Task details »
Lines before the one containing "Please trace the" are excluded. Repeat that line and every line after it, exactly.

Extracted data entries
## BEGIN

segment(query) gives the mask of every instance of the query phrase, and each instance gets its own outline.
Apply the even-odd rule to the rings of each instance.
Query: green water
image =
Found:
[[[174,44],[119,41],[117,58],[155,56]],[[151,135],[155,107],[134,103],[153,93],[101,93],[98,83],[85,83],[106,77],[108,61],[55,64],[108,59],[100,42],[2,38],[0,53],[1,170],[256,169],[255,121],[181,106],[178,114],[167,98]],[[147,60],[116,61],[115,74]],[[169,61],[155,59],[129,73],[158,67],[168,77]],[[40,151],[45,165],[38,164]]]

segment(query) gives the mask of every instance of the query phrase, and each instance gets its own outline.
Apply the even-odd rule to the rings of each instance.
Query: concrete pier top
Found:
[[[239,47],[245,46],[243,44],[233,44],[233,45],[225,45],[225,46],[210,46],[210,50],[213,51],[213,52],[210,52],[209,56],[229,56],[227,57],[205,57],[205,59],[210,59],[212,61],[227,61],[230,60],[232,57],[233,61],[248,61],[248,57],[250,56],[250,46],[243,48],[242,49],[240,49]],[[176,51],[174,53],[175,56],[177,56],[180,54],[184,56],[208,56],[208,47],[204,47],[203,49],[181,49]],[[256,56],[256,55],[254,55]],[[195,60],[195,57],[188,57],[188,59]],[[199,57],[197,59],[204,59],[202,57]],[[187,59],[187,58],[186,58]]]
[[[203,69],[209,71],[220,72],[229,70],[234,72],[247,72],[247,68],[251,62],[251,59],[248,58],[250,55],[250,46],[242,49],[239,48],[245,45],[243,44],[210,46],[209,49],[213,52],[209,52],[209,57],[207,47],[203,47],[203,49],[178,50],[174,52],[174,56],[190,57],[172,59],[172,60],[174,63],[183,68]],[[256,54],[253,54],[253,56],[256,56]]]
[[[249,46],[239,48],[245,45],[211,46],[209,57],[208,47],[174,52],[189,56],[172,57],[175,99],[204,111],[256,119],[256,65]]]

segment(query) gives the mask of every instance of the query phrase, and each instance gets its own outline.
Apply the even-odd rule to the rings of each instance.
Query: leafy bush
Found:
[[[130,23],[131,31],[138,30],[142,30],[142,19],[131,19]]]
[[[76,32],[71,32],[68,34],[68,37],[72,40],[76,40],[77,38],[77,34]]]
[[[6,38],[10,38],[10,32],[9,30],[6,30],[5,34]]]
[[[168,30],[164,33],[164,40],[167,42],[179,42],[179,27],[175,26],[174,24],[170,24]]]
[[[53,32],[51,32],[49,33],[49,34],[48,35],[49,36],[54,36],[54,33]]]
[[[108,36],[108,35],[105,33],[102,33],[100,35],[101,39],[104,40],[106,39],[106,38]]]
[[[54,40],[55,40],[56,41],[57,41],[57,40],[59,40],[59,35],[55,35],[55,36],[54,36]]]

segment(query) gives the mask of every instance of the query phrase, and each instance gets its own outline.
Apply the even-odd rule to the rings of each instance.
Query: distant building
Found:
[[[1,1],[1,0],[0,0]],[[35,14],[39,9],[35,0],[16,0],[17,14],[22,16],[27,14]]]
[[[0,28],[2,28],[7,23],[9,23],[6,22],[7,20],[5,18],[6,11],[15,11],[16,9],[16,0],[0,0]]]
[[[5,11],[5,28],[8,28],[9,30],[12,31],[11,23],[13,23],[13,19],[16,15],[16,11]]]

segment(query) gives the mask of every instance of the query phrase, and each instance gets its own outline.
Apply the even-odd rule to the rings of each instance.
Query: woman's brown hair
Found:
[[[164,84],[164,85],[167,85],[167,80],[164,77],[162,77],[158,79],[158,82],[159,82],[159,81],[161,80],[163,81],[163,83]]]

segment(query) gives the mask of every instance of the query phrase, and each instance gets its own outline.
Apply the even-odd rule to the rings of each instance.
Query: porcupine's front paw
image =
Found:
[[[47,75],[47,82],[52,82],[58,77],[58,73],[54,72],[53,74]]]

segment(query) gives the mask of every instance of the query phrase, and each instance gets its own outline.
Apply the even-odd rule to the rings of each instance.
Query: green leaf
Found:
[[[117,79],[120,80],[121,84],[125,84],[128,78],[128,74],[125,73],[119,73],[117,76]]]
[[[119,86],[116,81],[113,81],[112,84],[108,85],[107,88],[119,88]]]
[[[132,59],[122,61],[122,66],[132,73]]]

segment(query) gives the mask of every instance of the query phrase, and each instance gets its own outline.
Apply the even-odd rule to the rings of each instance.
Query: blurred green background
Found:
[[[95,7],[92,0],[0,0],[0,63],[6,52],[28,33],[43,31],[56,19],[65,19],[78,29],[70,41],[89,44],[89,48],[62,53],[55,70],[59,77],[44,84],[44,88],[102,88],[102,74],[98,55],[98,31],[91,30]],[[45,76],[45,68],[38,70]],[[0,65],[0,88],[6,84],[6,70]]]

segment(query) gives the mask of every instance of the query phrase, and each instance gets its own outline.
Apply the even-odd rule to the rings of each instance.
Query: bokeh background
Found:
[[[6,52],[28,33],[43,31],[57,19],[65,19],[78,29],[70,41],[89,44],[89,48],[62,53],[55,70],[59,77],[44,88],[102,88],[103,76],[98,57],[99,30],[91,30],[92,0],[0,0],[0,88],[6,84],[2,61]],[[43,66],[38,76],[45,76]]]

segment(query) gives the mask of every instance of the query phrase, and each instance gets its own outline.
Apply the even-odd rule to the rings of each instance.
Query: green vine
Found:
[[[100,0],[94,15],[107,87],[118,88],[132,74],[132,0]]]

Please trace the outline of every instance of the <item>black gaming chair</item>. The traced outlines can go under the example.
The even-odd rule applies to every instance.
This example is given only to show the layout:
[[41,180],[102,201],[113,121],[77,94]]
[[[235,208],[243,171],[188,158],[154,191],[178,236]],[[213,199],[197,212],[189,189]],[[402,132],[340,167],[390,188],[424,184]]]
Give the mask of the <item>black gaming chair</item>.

## END

Exercise result »
Please trace the outline of every instance of the <item>black gaming chair</item>. The traced outlines can go under the example.
The even-odd rule applies to every instance.
This example is given only to show the layout:
[[41,180],[102,201],[113,121],[77,94]]
[[[235,208],[243,171],[188,158],[154,191],[178,236]],[[213,199],[197,212],[189,189]],[[402,132],[340,167],[390,188],[424,184]]]
Give the mask of the <item>black gaming chair</item>.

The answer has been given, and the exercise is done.